### Text under study

How does the ‘Hindutva government’ of Eknath Shinde and Devendra Fadnavis justify allowing animal sacrifice during Dussehra?
Easy! It is a ‘Hindu’ festival, as some bigots preventing Muslims from participating in Navratri are telling us, after all. So the ‘ED government’ is going full blast on Hindutva, including flummoxing Maharashtrians in Maharashtra with ‘Marathi dandiya’. Maharashtrians have no festival of the kind – dandiya itself is a Gujarati word for sticks. The closest equivalent would be the Lezim dance, but that has no relation to any particular festival. It is closer to a musical, rhythmic drill than a dance and is practiced during physical training classes at schools across Maharashtra.
But ‘Marathi dandiya’ now is a concept newly invented by the Maharashtra government to combat the Uddhav Thackeray-led Shiv Sena going all guns blazing against them for stealing jobs away from local Maharashtrians and gifting the Vedanta-Foxconn project to the neighbouring state. The Shinde government is clearly having an uphill task proving that they are not anti-Maharashtrian.
Part of the initiative to woo Maharashtrians is to allow goat sacrifices during Vijaya Dashmi celebrations which fall on Wednesday. There are several temples in Maharashtra dedicated to different avatars of Goddess Durga where goat sacrifices had been a tradition for centuries. But not just at Durga temples. There are many smaller and lesser-known deities with temples across the state that conduct animal sacrifices as a regular ritual.
In 2005, after a stampede that killed several worshippers at the Mandherdevi temple in Satara, the government had banned animal sacrifices, including some years later at the Saptashringi temple in Nashik where firing in the air after the sacrifice had resulted in pellets injuring many people (though none had been killed in this instance).
There has been a caveat from the Bombay High Court that if the goat sacrifices take place, there must be no irresponsible celebratory firing that could prove dangerous.
The sacrifice is an important ritual of Devi worship across the state. Goat sacrifice was routine for Chhatrapati Shivaji Maharaj and the Tulja Bhavani temple, a Shakti Peeth, in Tulzapur from where he set out for war still has the altar for sacrifices with proper drainage system and a huge pond for cleansing rituals.
Other temples, though, may not be so well-structured – the Mandherdevi stampede occurred when the steps leading up to the sanctum sanctorum had become slick with blood and animal offal during the sacrifice of tens of goats that year, not for Vijaya Dashmi but for the Shakhambari Poornima (full moon) during January.
The BJP has been targeting the Muslim community for their sacrifice of goats during Eid al-Adha celebrations and they have been under tremendous pressure to give up this essential practice of their religion. However, goat sacrifices during Vijaya Dashmi are also essential to a large section of tribal and other nomadic communities in the state which constitute a substantial vote bank. The lifting of the ban is being seen as appeasement of these worshippers.

### What this exercise asks
[1] Name every temple that the piece on animal sacrifice in Maharashtra identifies by name, and give the place each one is linked to.
[2] Summarize the piece on animal sacrifice in Maharashtra in two sentences.
[3] Pick up the piece on animal sacrifice in Maharashtra from its final sentence and continue it.

### Records shown
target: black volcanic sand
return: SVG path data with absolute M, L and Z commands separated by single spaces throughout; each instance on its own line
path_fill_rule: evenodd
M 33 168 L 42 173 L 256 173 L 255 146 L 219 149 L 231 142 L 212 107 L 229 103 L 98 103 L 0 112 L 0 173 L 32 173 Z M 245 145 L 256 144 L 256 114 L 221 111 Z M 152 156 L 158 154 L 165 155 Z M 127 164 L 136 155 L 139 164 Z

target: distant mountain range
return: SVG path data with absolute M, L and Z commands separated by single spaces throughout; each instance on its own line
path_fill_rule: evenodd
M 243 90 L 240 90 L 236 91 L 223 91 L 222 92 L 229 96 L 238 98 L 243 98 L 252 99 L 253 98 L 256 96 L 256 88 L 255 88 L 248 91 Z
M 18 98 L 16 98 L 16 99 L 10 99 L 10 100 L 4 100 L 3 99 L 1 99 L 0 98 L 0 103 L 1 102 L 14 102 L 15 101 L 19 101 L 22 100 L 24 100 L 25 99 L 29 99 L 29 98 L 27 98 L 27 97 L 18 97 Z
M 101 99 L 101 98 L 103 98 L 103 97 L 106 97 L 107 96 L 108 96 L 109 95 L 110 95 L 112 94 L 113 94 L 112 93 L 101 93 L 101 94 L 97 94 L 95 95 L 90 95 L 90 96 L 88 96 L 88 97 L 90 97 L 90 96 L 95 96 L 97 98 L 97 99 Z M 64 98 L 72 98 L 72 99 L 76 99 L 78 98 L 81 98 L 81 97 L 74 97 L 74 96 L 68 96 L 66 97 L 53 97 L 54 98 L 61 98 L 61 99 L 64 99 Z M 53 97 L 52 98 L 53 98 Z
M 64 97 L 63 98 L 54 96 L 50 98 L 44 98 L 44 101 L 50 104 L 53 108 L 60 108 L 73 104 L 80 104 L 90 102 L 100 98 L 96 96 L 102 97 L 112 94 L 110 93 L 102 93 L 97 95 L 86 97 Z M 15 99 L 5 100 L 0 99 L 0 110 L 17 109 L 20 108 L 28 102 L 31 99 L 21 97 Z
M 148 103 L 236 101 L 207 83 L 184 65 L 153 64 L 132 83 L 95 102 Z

### Answers provided
[1]
- Mandherdevi temple, in Satara
- Saptashringi temple, in Nashik
- Tulja Bhavani temple, in Tulzapur

[2] The Shinde-Fadnavis government, facing charges from the Uddhav Thackeray-led Shiv Sena that it is anti-Maharashtrian, is trying to win over Maharashtrians with moves such as the newly invented "Marathi dandiya" and permission for goat sacrifices during Vijaya Dashmi. Such sacrifices are a centuries-old ritual of Devi worship in the state that was banned after a deadly 2005 stampede at the Mandherdevi temple, and lifting the ban is seen as appeasing tribal and nomadic worshippers who form a substantial vote bank, even as the BJP targets Muslims for sacrificing goats at Eid al-Adha.

[3]
However, this does not reconcile with the demand by large sections of people, particularly from the Gujarati Jain community, to ban not just the eating of non-vegetarian food but also advertisements of these preparations across the country during Navratri, including in West Bengal where there is no religious sanction against non-vegetarian food during Durga Puja.
Some years ago, Gujarati Jains and Hindus and Maharashtrian Brahmins had clashed bitterly at a housing society in Mumbai wherein the former had demanded of the latter to desist from cooking or eating non-vegetarian food during a period of one of their festivals. It had led to police intervention to calm tempers and opened the chasm between Maharashtrians and Gujaratis across Mumbai even wider, given that Maharashtrian Brahmins, like their Bengal counterparts, are not banned from consumption of fish or meat, though beef is another ballgame altogether.
The lifting of the ban on goat sacrifice on Vijaya Dashmi this year is also being seen, in a convoluted and confounding way, as the government cocking a snook at Uddhav Thackeray whose government had forbidden the Muslim community from the same at Eid al-Adha during the two Covid epidemics in order to prevent public gatherings. The idea is to make Muslims who have been charmed by Uddhav Thackeray resentful of his refusal to appease them but that will work only if the Maharashtra government allows the sacrifices during Eid al-Adha the coming year with an even hand.
Or, if it believes sauce for the goose is really not sauce for the gander and continues with its denial policies towards minorities, it could be held up as hypocritical. But the party has been brazen about its duplicities in the past and may not find that too difficult.